Required task:
In the post on difference-in-differences below, what two characteristics does the exporting example suggest parallel trends might hold conditional on?

Selected passage:
· · · · ·

When your difference-in-differences has too many differences

|

This page in:

Violations of the parallel trends assumption

Difference-in-differences is a popular method for estimating program impacts using non-experimental data. However, it relies crucially on the assumption of parallel trends — that individuals receiving the program would have, on average, experienced the same changes in their outcomes had they not received the program as individuals who did not receive the program.

 

This motivates a natural question: what should you do when you are trying to estimate difference-in-differences, but the parallel trends assumption is violated? Recent papers have proposed methods to robustify difference-in-differences estimates to violations of parallel trends (discussed on this blog here; relatedly, recent work has shown how parallel trends violations can be introduced by dynamic treatment effects combined with staggered adoption, and amplified by treatment effect heterogeneity, discussed in this blog here). As a complementary approach, in this blog we go back to the basics and revisit a more old school way of addressing this issue: how to estimate difference-in-differences when parallel trends holds, but only for individuals with the same observable characteristics?  

 

Parallel trends conditional on observables

We discuss a generalization of the parallel trends assumption, to parallel trends conditional on observables. This generalization is fairly natural: we assume that individuals with a particular set of characteristics receiving the program would have, on average, experienced the same changes in their outcomes had they not received the program as individuals with their same fixed observable characteristics who did not receive the program.

 

To give one common example, suppose we were interested in the impact of beginning to export on firm productivity. Parallel trends may be unlikely to hold: firms that begin to export were likely already on very different productivity trajectories from the average firm. It is worth noting that these firms look very different from the average firm: they tend to be much larger at baseline, and likely operate in more dynamic industries. It may be much more likely that parallel trends holds conditional on baseline firm size and industry: this would be true if firms that began to export would have experienced the same productivity growth had they not begun to export as firms that were the same size at baseline and in the same industry, but did not begin to export. Alternatively, we may think parallel trends conditional on observables does not hold in this context: this would be the case if firms that begin to export would have experienced faster productivity growth, had they not begun to export, than other firms that are the same size at baseline and in the same industry that did not begin to export.

· · · · ·

Recorded data:
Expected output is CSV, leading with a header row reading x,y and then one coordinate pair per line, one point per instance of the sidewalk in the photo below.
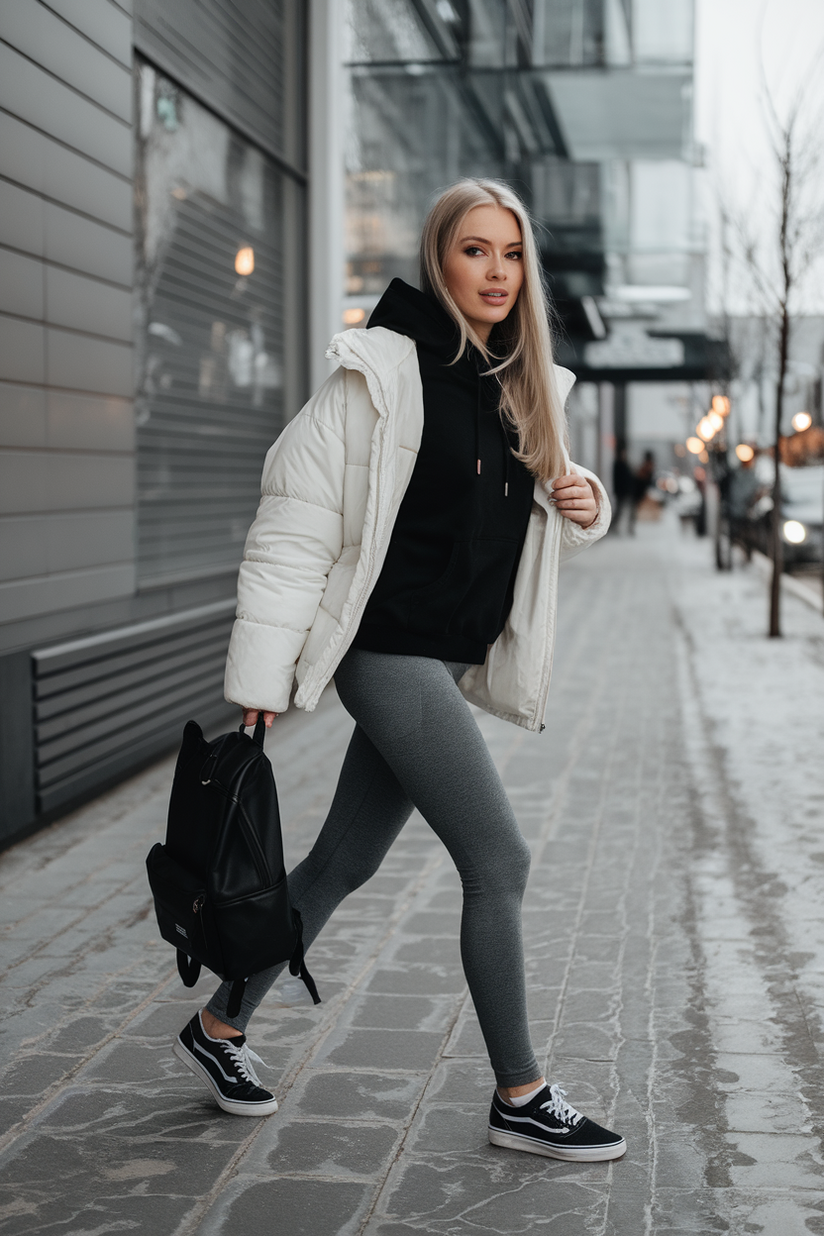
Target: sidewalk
x,y
675,944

· · · · ·

Problem solution:
Baseline firm size and industry.